- **Aim**: Rewrite each of the items below, changing "drop a dot on" to "place a point on" everywhere it occurs and leaving everything else as it is.

- **Exercise data**:
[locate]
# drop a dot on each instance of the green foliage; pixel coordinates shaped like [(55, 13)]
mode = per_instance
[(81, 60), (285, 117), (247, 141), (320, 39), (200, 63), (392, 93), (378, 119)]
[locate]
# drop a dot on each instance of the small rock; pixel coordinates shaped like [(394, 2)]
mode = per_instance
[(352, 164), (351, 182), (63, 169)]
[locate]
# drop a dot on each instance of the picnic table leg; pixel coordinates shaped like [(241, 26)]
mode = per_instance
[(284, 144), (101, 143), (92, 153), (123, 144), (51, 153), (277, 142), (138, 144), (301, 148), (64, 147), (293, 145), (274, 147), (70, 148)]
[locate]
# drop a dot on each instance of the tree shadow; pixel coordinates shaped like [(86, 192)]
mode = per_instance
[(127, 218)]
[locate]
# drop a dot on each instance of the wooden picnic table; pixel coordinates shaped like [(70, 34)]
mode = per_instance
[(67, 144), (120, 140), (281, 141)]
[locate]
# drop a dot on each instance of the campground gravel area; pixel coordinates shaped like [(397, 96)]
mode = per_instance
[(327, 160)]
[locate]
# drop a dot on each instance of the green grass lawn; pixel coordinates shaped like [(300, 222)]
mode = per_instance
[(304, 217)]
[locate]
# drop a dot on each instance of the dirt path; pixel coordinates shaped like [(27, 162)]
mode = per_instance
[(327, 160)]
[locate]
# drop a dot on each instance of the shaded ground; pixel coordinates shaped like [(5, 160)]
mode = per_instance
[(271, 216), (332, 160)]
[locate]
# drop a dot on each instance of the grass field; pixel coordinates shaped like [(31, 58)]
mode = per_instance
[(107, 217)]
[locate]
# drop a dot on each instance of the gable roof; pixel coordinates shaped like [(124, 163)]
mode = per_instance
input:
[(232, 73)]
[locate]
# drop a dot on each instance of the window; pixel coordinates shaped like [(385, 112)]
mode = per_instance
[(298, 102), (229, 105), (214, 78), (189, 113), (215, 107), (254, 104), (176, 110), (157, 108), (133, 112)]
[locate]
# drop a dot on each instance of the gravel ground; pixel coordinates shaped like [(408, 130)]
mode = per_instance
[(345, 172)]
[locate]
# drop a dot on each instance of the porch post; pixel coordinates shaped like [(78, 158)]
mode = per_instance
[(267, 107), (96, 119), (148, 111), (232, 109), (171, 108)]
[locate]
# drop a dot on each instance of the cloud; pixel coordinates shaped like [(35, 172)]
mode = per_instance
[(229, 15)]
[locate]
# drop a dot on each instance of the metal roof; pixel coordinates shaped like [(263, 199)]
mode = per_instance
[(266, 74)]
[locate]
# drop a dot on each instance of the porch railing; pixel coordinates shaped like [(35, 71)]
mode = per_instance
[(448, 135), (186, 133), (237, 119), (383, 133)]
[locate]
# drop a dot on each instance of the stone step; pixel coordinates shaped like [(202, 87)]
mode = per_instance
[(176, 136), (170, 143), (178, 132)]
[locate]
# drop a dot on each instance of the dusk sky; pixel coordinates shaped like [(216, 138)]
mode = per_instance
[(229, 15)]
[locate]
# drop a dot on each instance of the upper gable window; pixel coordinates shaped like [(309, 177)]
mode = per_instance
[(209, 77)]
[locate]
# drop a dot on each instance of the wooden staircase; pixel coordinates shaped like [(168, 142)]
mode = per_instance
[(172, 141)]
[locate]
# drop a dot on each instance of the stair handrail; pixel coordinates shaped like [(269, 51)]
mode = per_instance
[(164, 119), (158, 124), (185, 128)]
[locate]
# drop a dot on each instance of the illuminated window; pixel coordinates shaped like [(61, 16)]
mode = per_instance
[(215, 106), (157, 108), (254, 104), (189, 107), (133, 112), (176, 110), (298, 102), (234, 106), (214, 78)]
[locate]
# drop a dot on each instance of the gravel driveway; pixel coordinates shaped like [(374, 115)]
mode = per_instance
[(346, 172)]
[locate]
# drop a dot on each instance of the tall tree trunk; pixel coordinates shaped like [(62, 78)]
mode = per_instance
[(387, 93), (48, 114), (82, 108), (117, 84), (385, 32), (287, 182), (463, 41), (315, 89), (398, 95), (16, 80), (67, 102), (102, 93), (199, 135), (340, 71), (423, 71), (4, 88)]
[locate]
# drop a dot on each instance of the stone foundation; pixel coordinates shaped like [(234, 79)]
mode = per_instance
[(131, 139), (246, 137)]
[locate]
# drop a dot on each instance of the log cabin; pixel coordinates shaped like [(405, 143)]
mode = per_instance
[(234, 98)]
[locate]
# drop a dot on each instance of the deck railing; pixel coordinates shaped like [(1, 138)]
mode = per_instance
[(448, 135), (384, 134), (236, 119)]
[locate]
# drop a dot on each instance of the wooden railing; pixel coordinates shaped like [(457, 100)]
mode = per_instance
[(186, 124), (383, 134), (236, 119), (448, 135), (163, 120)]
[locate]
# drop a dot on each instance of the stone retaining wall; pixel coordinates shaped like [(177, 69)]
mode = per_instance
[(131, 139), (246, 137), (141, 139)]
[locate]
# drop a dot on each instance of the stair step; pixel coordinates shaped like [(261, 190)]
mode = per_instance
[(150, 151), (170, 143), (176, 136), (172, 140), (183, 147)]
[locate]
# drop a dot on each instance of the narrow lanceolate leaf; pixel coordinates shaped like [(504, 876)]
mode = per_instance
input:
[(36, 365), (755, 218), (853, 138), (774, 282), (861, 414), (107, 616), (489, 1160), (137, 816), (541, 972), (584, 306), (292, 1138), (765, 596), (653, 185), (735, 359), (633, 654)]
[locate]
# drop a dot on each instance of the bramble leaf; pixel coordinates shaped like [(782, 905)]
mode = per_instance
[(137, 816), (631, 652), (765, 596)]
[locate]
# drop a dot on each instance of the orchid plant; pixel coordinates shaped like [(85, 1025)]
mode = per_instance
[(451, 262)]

- **Exercise result**:
[locate]
# place a point on each instance of the green foliage; pixel coordinates shaped like [(55, 13)]
mode = per_instance
[(81, 60), (285, 117), (247, 141), (320, 39), (200, 63), (392, 93), (378, 119)]
[locate]
# place a point on each instance of the small rock; pixel coordinates shaped like [(394, 2)]
mode = per_instance
[(352, 164), (351, 182), (63, 169)]
[locate]
# place a point on each instance of the picnic table leg; pixel coordinates shaped like [(241, 26)]
mode = per_instance
[(284, 144), (101, 143), (92, 153), (123, 144), (51, 153), (277, 142), (138, 144), (301, 148), (64, 147), (293, 145), (274, 147), (70, 148)]
[locate]
# place a point on each instance of the tree shadow; pixel coordinates shaped like [(86, 192)]
mode = per_instance
[(127, 218)]
[locate]
# place a point on each instance of the wooden picnic table; pixel coordinates shaped like [(70, 34)]
mode = per_instance
[(67, 144), (120, 140), (281, 141)]
[locate]
# place a point on each instance of the campground gravel area; pixel coordinates shaped like [(397, 96)]
mode = per_instance
[(327, 160)]
[locate]
# place a point on each instance of the green grass lawn; pixel coordinates shaped like [(300, 222)]
mode = per_instance
[(304, 217)]
[locate]
# place a point on each instance of the dirt path; pixel coordinates shaped like [(27, 162)]
mode = per_instance
[(327, 160)]
[locate]
# place a point on each instance of the shaded ground; pixel coordinates shaped like [(5, 160)]
mode = per_instance
[(271, 216), (332, 160)]
[locate]
# place a point on each instance of the grass field; pixel coordinates shaped like [(31, 58)]
mode = per_instance
[(107, 217)]
[locate]
# place a point on each instance of the gable roof; pixel coordinates shaped like [(124, 163)]
mode = per_instance
input:
[(232, 73)]
[locate]
# place a point on each instance of the window; pixel coordinates shaped like [(385, 112)]
mode = per_instance
[(298, 102), (229, 105), (214, 78), (189, 113), (215, 107), (254, 104), (176, 110), (157, 108), (133, 112)]
[locate]
# place a point on each instance of the gravel ground; pixel coordinates shaped like [(408, 130)]
mode = per_instance
[(345, 172)]
[locate]
# place a point on each instance of the porch post; pixel coordinates shaped like [(78, 158)]
mode = per_instance
[(267, 107), (96, 119), (148, 111), (232, 109), (171, 108)]
[locate]
# place a point on each instance of the cloud; pixel coordinates shaped like [(35, 172)]
mode = per_instance
[(229, 15)]
[locate]
# place a point on each instance of the metal roof; pixel coordinates shaped like [(263, 199)]
mode = per_instance
[(266, 74)]
[locate]
# place a point on each instance of the porch railing; pixel coordinates shaped like [(35, 71)]
mode = per_instance
[(448, 135), (186, 133), (237, 119), (383, 133)]
[locate]
# place a point on each instance of the stone step; pixel coordinates shaped like [(202, 87)]
mode = per_instance
[(176, 136), (170, 143), (178, 132)]
[locate]
# place a point on each instance of the dusk sky; pixel coordinates shaped like [(216, 138)]
mode = per_instance
[(229, 15)]
[locate]
# place a point on each instance of the upper gable window; pixel coordinates shaped like [(309, 177)]
mode = per_instance
[(209, 77)]
[locate]
# place a point on each instance of the wooden staircase; pixel coordinates shaped like [(168, 142)]
mode = per_instance
[(172, 141)]
[locate]
# place a point on each instance of the stair handrail; pixel coordinates shaped like [(269, 51)]
mode = per_instance
[(164, 119), (158, 124), (185, 128)]
[locate]
# place a point on each instance of the illuminated window; pixel coordinates shaped like [(61, 16)]
mode = per_instance
[(215, 106), (157, 108), (254, 104), (189, 107), (133, 112), (176, 110), (298, 102), (234, 106), (214, 78)]
[locate]
# place a point on each instance of the gravel driveway; pixel coordinates shaped like [(374, 115)]
mode = per_instance
[(346, 172)]
[locate]
# place a point on each instance of the tall tree trunk; pixel coordinates shaped like [(62, 78)]
mode = per_instance
[(387, 93), (48, 114), (82, 108), (117, 84), (385, 32), (287, 182), (463, 41), (315, 89), (398, 95), (16, 80), (67, 102), (102, 93), (199, 135), (340, 71), (423, 71), (4, 88)]
[locate]
# place a point on each instance of the stone foundation; pixel coordinates shaped like [(234, 79)]
mode = per_instance
[(131, 139), (246, 137)]
[locate]
# place a point on each instance of the log cabin; pixel coordinates shaped like [(405, 143)]
mode = per_instance
[(234, 98)]
[locate]
# place a point on each instance of the deck railing; pixel coordinates shaped like [(1, 138)]
mode = per_instance
[(448, 135), (384, 134), (236, 119)]
[locate]
# place a point on each instance of the wooden railing; pixel coordinates shaped like [(457, 100)]
mode = per_instance
[(186, 124), (383, 134), (236, 119), (448, 135), (163, 120)]
[locate]
# place a point on each instance of the stone retaining wall; pixel coordinates shaped like [(177, 69)]
mode = per_instance
[(131, 139), (246, 137), (141, 139)]
[locate]
# place a point on each instance of the stair step; pixel coordinates shaped like [(261, 190)]
mode = per_instance
[(150, 151), (170, 143), (176, 136), (172, 140), (183, 147)]
[locate]
# place a point on each instance of the narrow lanceolate leaf; pixel coordinates shaped like [(504, 876)]
mode = per_instance
input:
[(36, 365), (755, 218), (853, 138), (774, 282), (861, 414), (107, 616), (489, 1160), (137, 816), (541, 972), (584, 306), (292, 1138), (765, 596), (653, 185), (735, 359), (633, 654)]
[locate]
# place a point on each instance of the bramble leaf; pixel coordinates shaped like [(782, 905)]
mode = per_instance
[(137, 816), (631, 652), (765, 596)]
[locate]
# place a point on each instance of the orchid plant; pixel coordinates shaped like [(85, 1025)]
mode = per_instance
[(451, 262)]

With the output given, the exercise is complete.